TASK OBJECTIVE: Transcribe the entries below exactly, starting with the line that has "Keep to two rules. Tag each instance of the sneaker" and stopping after the line that has "x=395 y=340"; no pictures belong in the copy.

[Dataset excerpts]
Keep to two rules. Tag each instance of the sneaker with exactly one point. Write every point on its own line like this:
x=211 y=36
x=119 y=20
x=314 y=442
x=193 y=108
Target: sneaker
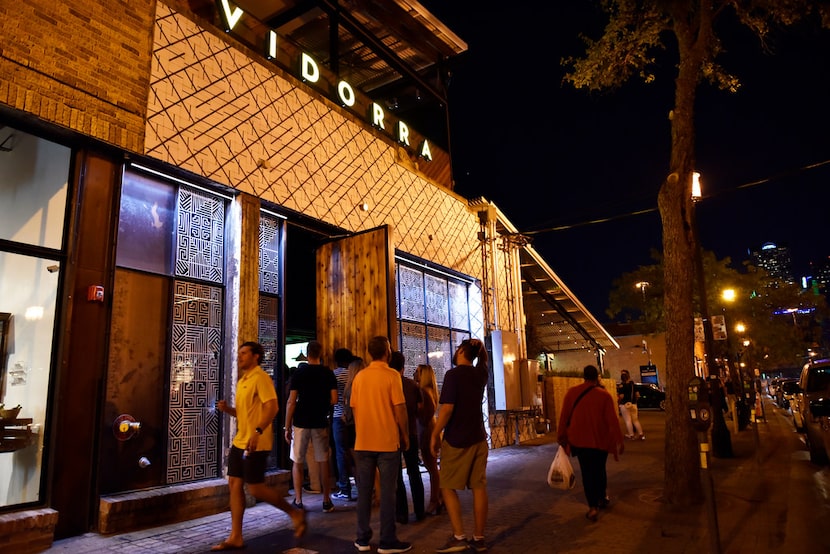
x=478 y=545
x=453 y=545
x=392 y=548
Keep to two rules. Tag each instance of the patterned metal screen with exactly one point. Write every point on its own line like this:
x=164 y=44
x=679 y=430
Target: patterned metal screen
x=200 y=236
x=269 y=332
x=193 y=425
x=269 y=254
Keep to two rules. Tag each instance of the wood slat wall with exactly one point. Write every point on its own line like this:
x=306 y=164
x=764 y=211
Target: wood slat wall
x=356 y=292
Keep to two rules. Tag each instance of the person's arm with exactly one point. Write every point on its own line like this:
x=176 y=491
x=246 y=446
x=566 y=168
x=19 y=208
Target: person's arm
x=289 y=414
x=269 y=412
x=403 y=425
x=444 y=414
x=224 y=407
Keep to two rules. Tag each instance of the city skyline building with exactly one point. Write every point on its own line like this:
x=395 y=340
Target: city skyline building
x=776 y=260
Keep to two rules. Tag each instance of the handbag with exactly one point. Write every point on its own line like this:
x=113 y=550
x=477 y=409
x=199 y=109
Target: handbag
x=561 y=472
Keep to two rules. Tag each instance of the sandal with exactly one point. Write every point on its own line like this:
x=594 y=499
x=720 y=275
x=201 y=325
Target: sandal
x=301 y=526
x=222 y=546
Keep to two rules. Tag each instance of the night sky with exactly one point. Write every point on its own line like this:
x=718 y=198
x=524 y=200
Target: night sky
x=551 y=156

...

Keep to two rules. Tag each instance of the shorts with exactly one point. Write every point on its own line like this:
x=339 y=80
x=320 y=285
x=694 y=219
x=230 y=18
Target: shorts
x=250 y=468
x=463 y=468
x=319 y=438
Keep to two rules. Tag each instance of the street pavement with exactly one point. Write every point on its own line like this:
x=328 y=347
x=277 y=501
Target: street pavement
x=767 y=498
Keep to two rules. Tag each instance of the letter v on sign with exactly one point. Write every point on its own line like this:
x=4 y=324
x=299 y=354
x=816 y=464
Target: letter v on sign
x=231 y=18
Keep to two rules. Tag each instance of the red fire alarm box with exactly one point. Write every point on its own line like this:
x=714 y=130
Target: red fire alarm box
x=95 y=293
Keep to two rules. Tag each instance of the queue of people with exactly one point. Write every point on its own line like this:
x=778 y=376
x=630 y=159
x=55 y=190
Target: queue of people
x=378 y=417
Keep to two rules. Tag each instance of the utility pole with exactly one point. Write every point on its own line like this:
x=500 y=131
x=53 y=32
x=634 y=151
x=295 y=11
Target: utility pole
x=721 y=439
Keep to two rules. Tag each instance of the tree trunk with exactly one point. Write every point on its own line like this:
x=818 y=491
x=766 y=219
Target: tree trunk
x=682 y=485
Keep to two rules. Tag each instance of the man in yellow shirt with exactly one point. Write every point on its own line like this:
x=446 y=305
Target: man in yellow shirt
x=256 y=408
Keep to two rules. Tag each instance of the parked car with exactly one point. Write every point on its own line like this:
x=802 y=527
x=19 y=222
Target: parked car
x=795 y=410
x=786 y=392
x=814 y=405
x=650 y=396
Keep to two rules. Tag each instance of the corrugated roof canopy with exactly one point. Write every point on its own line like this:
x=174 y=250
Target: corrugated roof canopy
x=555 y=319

SOLUTION TO THE PROBLEM:
Keep to two rules. Tag each instance of the sneaker with exactly one point. Write every point on its own line like this:
x=211 y=36
x=119 y=20
x=314 y=442
x=193 y=108
Target: sneaker
x=478 y=545
x=453 y=545
x=392 y=548
Keep to two rules. Tag each instance of the patterned metal screen with exactly one point. Write every point on its own line like this:
x=164 y=44
x=679 y=430
Target: patterned metal screen
x=200 y=236
x=269 y=332
x=193 y=425
x=269 y=254
Keep to two rules. Tag each instance of the wood slat wall with exactly one point. Write every point on its own line like this:
x=306 y=164
x=764 y=211
Target: wood slat wall
x=356 y=292
Keep to two rules. Tag each instance of the person's arm with exactly one point. Write every point on its own line like this:
x=176 y=491
x=246 y=446
x=566 y=168
x=19 y=208
Target: person's arm
x=289 y=414
x=269 y=412
x=403 y=425
x=444 y=414
x=224 y=407
Keep to two rules. Tag each instance of the city skyline building with exactly one point. Write every point on its own line like this:
x=395 y=340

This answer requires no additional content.